Exercise — Please list every area of progress, apart from developments in therapies, that Cohen mentions in the hepatitis B text below.

Text —
* * * * *

Chari Cohen, DrPH, MPH, discusses the current landscape of hepatitis B management and areas she sees room for development.
Chari Cohen, DrPH, MPH, president of the Hepatitis B Foundation, sat down with HCPLive to discuss emerging treatment opportunities for hepatitis B, barriers and disparities in access to adequate care, and her hopes for the future of hepatitis B management.
Cohen was a speaker during multiple sessions at The Liver Meeting 2023 from the American Association for the Study of Liver Diseases (AASLD), including “White House Hepatitis C Elimination Plan: What it means for you and your community” and “New directions for WHO Hepatitis B Global Guidelines on Diagnosis, Treatment and Service Delivery.”
Chronic hepatitis B virus (HBV) infection remains a heavy public health burden worldwide. Despite the existence of a safe and effective vaccine, no therapeutic regimen has been identified for inducing a functional cure. Many novel therapeutic approaches are in development, with Cohen describing recent advances as “an exciting time” and referencing late-breaking data presented at The Liver Meeting.
Beyond developments in therapies, Cohen also mentioned progress surrounding access to treatment, new treatment guidelines, and biomarkers for hepatitis B, further discussing the importance of incorporating patient voices in these processes.

* * * * *

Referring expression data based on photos
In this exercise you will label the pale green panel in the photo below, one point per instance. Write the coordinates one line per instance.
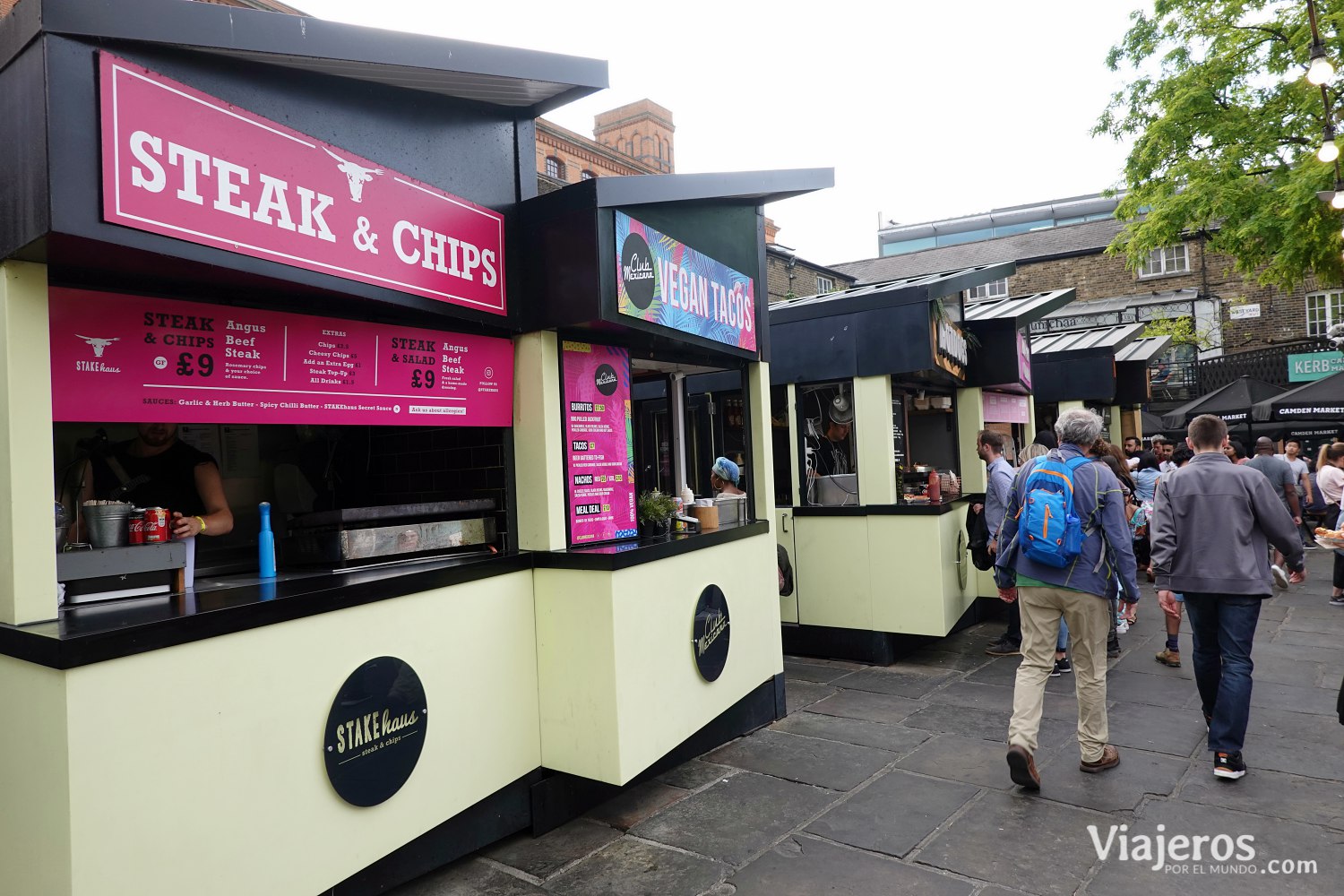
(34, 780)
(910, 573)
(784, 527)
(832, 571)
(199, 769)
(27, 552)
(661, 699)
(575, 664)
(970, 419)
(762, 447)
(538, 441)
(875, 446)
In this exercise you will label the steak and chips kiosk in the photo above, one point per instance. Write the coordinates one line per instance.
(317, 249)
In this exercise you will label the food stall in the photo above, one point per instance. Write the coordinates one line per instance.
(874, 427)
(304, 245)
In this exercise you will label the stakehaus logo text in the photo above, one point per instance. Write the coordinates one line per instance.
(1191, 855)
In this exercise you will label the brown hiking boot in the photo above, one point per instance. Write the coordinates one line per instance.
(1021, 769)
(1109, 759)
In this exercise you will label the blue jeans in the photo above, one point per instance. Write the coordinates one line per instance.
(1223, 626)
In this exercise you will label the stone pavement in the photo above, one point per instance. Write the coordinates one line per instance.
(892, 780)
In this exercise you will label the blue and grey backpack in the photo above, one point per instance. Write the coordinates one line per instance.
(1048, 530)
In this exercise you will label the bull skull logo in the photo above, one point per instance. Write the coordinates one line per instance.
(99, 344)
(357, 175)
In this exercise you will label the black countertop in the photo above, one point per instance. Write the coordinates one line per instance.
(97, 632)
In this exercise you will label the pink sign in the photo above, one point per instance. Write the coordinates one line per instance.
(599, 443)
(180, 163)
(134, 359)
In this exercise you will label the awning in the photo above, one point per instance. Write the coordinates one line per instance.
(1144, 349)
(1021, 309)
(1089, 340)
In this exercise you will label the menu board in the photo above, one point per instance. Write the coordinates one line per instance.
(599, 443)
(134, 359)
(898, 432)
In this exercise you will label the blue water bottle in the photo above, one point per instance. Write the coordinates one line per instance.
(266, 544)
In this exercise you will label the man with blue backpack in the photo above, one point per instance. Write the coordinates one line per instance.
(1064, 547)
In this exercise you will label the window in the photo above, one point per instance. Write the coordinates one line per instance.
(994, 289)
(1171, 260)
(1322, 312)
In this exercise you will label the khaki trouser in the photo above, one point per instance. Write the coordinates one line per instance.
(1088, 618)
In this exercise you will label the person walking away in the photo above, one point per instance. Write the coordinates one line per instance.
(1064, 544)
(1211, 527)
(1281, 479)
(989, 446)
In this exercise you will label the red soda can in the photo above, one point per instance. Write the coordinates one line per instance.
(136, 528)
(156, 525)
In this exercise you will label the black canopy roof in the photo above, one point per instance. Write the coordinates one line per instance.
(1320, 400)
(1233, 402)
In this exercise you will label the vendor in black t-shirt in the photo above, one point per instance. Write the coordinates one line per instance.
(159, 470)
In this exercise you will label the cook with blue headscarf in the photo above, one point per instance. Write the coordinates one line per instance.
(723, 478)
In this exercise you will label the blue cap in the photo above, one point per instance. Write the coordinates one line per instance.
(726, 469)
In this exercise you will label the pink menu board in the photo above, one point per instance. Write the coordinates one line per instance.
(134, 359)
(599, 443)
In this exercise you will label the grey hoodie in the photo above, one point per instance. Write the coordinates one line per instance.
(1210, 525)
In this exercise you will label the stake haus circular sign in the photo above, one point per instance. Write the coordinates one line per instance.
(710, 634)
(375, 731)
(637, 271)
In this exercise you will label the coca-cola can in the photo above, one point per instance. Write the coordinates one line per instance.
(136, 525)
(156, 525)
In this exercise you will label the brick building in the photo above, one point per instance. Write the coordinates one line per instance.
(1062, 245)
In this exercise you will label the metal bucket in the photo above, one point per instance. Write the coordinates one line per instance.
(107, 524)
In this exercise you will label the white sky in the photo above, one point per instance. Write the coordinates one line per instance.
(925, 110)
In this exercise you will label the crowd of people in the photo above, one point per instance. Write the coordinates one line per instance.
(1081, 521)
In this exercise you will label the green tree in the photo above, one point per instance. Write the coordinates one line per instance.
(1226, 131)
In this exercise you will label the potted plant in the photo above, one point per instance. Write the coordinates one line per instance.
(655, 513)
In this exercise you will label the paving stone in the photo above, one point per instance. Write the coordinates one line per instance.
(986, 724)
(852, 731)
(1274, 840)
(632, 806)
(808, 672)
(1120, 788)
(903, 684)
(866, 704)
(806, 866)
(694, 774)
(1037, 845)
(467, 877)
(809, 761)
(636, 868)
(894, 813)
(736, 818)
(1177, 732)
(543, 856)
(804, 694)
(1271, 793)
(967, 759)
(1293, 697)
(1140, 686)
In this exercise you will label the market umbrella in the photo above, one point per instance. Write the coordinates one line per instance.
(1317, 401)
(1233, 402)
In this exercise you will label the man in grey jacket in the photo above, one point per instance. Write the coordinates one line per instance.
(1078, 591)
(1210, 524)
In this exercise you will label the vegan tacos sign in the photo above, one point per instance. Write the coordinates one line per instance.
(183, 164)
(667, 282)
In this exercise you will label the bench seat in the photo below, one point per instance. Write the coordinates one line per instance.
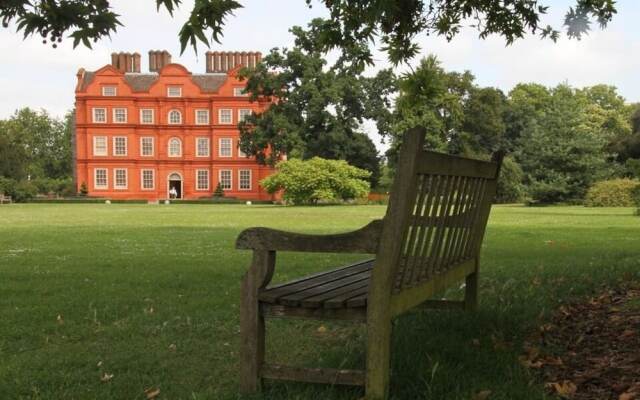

* * * * *

Result of the exercise —
- Access to treatment
- New treatment guidelines
- Biomarkers for hepatitis B